## Quoted passage
- Opening Delimiter -

Unfortuntely, you’ll never fully stop these situations from happening – however, I wish there was a mechanism to help team managers stick-handle these scenarios. The mismanagement led this great regional team structure to burn their bridges at home in chasing a pipedream. This proves that the Brittany region can support a strong local club, and that’s what PCE should have maintained… it’s a great part of France, loves cycling, and will be a loss next year if this structure can’t be salvaged at the last minute.
I think some check or proof of a deal would help things here. Imagine a house sale or a company takeover where the buyer says they will pay but doesn’t have to show how or where the money is coming from until the last minute… it wouldn’t happen. So some situation where things are in place by August could help. But easier said than done, this particular situation would still see the team trying to shift to Paris, only to have burned its Breton bridges but at least if things were not going to work people would know in the summer rather than in December.

- Closing Delimiter -

## Dataset entries

- Opening Delimiter -

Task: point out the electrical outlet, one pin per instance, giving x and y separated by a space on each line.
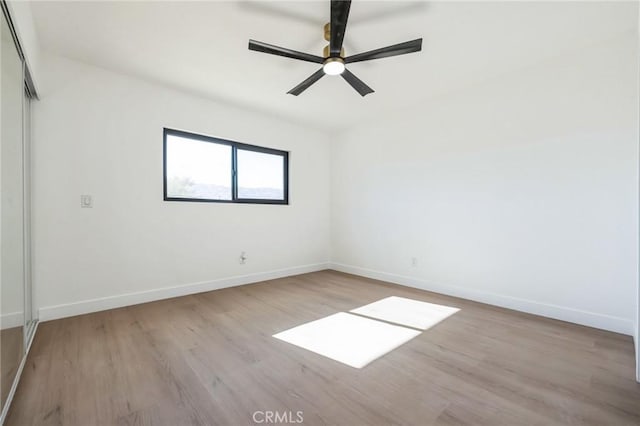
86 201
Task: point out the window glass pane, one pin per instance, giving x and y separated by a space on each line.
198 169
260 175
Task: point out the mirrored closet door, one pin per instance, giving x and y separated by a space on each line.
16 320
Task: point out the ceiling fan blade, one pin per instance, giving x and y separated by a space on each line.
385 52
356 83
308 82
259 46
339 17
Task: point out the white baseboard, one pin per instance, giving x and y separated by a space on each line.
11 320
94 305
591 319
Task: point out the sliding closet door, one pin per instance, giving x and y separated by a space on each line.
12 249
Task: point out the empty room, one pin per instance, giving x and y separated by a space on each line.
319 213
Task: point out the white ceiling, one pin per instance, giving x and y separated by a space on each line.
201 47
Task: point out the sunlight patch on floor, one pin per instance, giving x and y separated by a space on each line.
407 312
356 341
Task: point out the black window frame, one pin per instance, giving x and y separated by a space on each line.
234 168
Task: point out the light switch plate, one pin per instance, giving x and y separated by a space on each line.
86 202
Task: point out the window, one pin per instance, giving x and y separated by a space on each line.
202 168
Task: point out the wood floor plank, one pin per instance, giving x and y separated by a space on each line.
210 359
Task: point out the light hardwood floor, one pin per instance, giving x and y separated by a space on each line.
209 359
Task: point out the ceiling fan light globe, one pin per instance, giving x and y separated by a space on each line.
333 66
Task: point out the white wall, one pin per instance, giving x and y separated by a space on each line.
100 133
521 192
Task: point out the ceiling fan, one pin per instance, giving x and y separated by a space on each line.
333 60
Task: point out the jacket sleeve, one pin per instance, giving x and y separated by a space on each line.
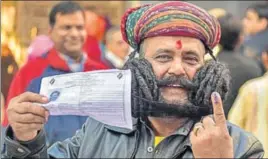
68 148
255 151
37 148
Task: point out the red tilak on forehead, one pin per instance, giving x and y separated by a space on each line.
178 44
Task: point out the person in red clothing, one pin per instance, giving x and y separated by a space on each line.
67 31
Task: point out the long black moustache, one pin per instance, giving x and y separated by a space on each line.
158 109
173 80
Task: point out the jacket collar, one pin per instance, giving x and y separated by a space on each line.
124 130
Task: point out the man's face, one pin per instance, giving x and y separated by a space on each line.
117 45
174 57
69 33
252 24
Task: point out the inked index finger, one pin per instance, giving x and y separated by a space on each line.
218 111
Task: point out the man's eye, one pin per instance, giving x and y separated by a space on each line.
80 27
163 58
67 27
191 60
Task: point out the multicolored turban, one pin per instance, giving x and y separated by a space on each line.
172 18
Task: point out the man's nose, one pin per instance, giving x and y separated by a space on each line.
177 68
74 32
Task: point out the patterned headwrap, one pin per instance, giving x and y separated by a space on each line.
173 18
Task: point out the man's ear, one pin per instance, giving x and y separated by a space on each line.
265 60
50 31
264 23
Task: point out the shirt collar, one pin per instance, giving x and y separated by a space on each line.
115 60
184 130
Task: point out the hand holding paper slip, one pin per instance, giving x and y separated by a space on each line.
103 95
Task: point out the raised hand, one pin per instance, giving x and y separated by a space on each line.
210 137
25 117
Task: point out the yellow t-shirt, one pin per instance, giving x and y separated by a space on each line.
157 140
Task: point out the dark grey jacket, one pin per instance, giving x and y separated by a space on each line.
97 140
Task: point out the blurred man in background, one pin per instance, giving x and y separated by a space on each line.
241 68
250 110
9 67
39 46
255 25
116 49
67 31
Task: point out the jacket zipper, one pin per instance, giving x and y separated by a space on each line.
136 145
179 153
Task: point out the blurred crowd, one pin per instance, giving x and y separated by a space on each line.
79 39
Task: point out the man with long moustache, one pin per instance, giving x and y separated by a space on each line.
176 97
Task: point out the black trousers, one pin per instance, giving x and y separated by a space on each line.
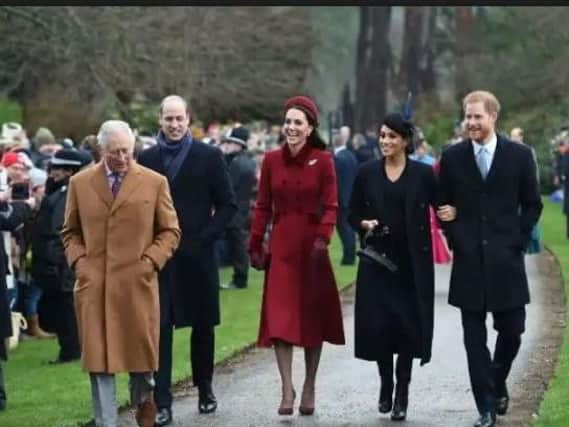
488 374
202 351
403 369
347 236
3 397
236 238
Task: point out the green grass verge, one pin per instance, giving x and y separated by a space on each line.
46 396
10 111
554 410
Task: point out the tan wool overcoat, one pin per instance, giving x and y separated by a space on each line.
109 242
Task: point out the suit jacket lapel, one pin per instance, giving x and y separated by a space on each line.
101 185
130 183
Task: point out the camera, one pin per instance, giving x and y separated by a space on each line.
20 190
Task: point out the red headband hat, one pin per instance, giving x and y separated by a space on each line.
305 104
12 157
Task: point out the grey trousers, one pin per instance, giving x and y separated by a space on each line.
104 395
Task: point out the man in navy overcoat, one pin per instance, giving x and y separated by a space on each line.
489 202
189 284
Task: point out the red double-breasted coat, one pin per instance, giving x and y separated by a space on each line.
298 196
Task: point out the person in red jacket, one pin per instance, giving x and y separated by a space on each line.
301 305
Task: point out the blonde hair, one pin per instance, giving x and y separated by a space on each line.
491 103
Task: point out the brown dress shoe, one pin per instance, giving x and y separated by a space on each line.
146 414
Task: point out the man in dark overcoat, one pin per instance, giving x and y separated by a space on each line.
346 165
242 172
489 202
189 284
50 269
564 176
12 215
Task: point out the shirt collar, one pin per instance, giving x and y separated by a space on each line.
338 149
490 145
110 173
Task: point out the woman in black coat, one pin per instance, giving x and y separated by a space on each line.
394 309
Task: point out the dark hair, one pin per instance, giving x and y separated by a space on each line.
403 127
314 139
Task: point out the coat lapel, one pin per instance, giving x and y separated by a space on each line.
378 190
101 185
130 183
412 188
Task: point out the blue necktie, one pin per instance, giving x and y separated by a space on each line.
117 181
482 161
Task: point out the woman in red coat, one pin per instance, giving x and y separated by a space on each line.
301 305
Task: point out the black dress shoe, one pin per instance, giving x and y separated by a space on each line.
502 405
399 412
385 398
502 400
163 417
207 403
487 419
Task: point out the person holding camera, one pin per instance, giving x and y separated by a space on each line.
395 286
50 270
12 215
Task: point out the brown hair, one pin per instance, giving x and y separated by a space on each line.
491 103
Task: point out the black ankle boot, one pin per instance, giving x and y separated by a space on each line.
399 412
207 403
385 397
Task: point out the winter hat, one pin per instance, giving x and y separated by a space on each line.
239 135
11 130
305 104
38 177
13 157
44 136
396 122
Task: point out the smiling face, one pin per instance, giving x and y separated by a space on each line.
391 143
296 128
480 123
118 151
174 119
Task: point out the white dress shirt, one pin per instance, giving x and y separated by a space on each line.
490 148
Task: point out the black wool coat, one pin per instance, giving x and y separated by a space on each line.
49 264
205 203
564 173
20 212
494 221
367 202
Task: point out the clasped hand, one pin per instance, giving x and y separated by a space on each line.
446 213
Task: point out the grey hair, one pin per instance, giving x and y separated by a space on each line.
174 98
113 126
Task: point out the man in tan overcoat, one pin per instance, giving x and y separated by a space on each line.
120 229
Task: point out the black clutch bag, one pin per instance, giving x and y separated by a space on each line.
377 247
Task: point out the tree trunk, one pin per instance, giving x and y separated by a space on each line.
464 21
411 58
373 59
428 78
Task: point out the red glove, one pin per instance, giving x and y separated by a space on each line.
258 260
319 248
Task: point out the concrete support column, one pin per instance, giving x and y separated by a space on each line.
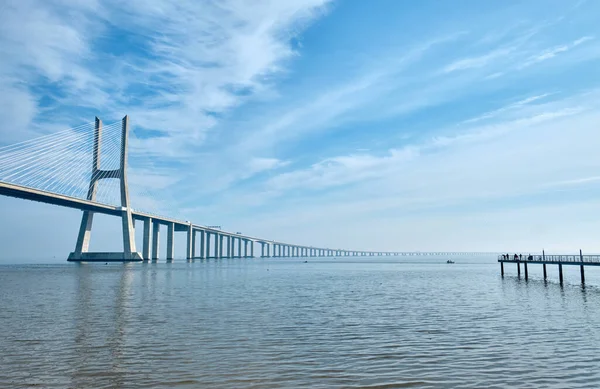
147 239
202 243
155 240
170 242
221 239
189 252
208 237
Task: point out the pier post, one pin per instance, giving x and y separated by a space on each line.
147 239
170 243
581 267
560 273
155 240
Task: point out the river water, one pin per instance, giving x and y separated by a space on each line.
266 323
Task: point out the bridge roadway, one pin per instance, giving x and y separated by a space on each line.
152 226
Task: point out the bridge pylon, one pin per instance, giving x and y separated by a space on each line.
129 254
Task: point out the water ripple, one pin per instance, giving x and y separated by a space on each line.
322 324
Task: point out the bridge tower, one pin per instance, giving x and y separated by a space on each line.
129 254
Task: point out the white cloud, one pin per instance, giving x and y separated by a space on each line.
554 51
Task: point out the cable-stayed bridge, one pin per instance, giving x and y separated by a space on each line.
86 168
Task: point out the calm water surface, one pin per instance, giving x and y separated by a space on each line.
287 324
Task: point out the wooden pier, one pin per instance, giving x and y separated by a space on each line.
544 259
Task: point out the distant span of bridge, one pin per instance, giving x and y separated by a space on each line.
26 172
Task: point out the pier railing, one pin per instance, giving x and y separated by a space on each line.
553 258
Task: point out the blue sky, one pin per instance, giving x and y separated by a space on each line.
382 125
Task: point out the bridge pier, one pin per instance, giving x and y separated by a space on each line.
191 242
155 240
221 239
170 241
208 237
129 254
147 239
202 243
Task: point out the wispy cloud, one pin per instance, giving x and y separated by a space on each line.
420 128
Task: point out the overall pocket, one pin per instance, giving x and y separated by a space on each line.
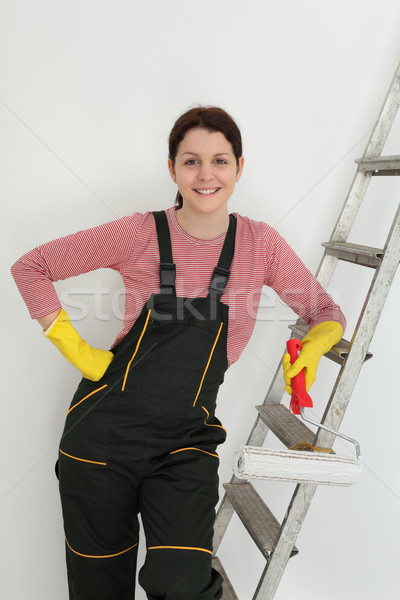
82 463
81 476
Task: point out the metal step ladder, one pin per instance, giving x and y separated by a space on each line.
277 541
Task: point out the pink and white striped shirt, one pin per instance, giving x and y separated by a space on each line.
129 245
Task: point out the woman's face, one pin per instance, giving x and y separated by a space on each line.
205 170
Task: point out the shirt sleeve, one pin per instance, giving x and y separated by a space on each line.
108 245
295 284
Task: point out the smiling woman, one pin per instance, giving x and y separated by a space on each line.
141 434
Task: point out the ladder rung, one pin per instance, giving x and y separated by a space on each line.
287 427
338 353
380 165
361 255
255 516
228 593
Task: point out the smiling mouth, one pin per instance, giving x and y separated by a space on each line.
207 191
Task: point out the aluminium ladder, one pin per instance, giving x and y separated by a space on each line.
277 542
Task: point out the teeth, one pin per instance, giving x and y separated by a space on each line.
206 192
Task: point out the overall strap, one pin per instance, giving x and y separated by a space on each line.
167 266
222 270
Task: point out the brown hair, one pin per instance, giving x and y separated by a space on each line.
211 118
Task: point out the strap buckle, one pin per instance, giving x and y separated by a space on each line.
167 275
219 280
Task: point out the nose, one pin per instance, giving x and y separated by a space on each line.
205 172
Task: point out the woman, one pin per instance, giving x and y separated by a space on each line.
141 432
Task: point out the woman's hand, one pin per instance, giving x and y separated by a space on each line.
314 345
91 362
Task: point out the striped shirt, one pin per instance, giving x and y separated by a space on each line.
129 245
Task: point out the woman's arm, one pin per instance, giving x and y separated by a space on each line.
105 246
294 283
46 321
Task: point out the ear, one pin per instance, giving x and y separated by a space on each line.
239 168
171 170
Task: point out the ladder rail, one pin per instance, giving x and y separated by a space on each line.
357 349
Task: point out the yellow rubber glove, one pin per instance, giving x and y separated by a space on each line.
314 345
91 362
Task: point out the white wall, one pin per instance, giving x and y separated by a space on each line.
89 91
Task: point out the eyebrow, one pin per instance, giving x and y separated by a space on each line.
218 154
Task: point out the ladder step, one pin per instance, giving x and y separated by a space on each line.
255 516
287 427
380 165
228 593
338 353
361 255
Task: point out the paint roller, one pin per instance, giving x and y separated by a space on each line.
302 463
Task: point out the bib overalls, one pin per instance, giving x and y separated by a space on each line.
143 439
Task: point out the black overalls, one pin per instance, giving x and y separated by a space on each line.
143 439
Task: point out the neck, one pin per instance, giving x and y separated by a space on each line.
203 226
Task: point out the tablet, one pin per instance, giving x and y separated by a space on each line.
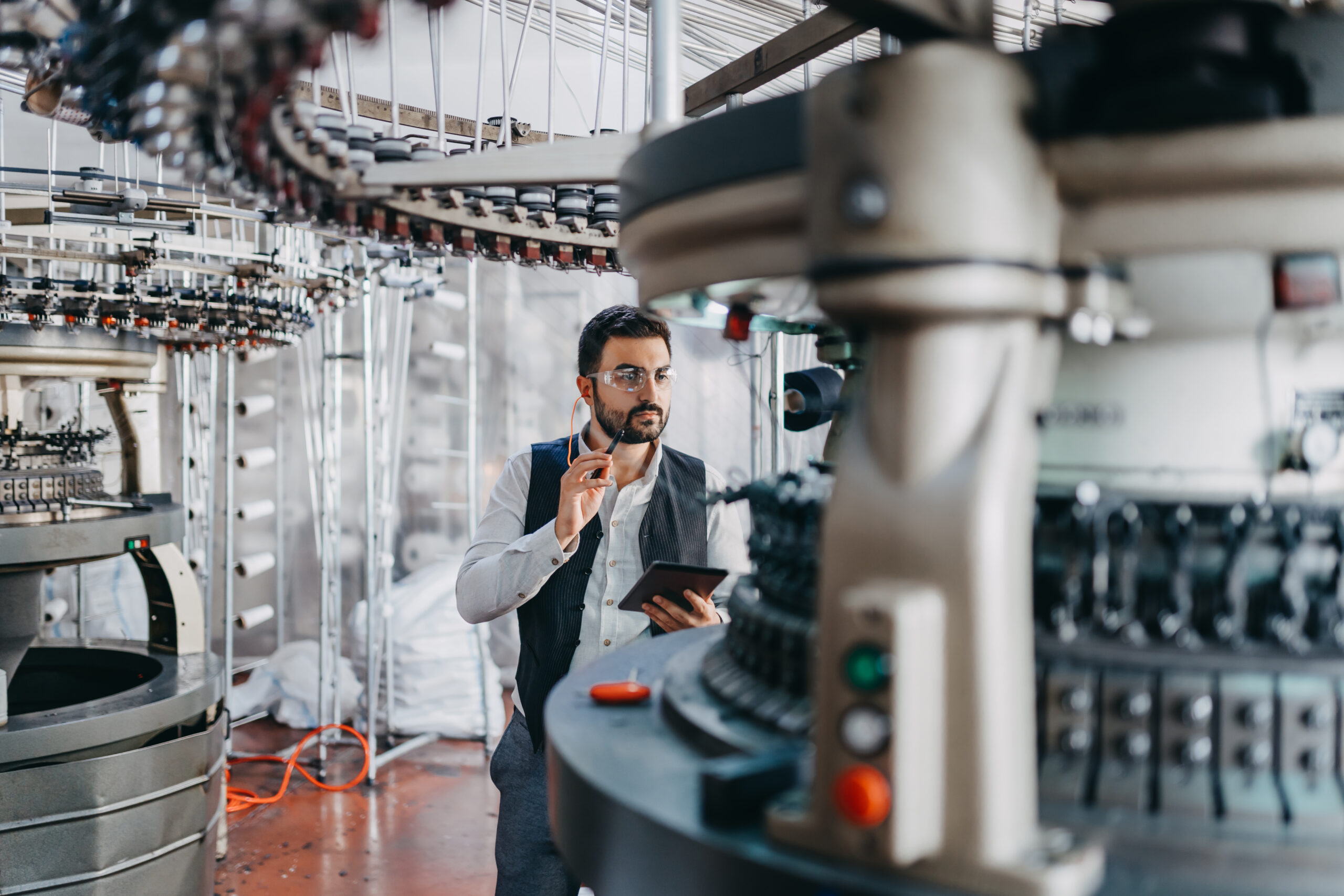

- Closing Delimiter -

## Task item
For each statement, say whether it agrees with the passage on the Breton cycling team, answering yes or no and quoting the words of that passage that settle it. (a) Such situations can be fully prevented. (b) The Brittany region can support a strong local club. (c) The writer suggests having arrangements in place by December.

## Task answer
(a) No: "you’ll never fully stop these situations from happening"
(b) Yes: "This proves that the Brittany region can support a strong local club"
(c) No: "So some situation where things are in place by August could help."